Study material
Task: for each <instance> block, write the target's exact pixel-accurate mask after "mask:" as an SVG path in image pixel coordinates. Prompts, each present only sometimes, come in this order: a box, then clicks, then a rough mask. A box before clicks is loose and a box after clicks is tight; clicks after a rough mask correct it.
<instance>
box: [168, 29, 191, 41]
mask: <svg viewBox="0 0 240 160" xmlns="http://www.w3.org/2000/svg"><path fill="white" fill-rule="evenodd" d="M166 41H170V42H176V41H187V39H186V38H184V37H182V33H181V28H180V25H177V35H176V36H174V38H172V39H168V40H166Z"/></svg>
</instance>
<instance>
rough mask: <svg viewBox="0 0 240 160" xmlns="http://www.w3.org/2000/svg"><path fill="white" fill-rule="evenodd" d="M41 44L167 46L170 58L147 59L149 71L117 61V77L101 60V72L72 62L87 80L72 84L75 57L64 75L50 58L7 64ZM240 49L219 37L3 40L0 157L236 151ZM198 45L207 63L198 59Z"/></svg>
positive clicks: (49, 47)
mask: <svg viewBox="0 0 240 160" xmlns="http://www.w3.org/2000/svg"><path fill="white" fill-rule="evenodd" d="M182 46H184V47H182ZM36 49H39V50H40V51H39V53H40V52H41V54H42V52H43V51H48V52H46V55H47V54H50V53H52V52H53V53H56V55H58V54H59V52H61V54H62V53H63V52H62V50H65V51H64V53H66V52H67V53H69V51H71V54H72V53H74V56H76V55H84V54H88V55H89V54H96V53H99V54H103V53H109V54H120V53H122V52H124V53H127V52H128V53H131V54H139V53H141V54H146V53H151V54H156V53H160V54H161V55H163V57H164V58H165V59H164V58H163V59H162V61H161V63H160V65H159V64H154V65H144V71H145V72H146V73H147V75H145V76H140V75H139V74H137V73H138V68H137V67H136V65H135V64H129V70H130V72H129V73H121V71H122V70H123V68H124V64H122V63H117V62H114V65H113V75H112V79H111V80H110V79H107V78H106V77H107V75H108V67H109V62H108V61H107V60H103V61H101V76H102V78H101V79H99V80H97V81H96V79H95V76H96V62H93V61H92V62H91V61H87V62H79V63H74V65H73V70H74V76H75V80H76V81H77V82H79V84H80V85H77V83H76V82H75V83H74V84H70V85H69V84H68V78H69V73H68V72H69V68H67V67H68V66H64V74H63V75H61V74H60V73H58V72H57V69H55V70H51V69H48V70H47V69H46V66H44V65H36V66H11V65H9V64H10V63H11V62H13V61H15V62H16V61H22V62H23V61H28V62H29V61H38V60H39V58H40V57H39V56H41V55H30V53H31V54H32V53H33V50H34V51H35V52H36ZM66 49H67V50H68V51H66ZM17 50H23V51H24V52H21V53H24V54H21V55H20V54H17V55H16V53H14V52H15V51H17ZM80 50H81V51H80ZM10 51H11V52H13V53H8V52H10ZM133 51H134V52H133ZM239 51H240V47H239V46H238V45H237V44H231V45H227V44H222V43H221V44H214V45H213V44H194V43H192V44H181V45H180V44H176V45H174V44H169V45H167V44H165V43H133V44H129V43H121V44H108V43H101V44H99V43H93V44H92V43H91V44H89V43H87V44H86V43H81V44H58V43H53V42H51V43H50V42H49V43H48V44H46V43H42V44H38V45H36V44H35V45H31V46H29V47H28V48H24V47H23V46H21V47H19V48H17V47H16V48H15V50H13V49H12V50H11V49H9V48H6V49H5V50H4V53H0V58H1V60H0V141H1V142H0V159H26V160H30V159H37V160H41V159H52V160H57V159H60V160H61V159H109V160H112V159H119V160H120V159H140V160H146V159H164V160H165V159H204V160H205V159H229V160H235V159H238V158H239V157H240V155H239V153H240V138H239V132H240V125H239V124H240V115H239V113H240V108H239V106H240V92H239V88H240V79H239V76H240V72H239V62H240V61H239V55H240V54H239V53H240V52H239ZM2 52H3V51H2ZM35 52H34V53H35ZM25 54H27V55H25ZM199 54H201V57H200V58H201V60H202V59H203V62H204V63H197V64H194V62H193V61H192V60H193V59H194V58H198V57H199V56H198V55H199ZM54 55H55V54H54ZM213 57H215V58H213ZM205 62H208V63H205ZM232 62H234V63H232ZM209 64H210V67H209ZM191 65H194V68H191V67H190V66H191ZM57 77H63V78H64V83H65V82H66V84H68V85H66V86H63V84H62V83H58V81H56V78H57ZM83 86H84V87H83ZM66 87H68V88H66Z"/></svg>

Task
Update the lines starting at the one containing "</instance>" and ending at the one containing "positive clicks: (49, 47)" by replacing "rough mask" with "coarse mask", leaving everything else unchanged. Return only those lines.

Answer section
</instance>
<instance>
coarse mask: <svg viewBox="0 0 240 160" xmlns="http://www.w3.org/2000/svg"><path fill="white" fill-rule="evenodd" d="M41 44L167 46L170 58L147 59L149 71L117 61V77L101 60V72L72 62L87 80L72 84L75 57L64 75L50 58L7 64ZM240 49L219 37L3 40L0 157L236 151ZM198 45L207 63L198 59Z"/></svg>
positive clicks: (49, 47)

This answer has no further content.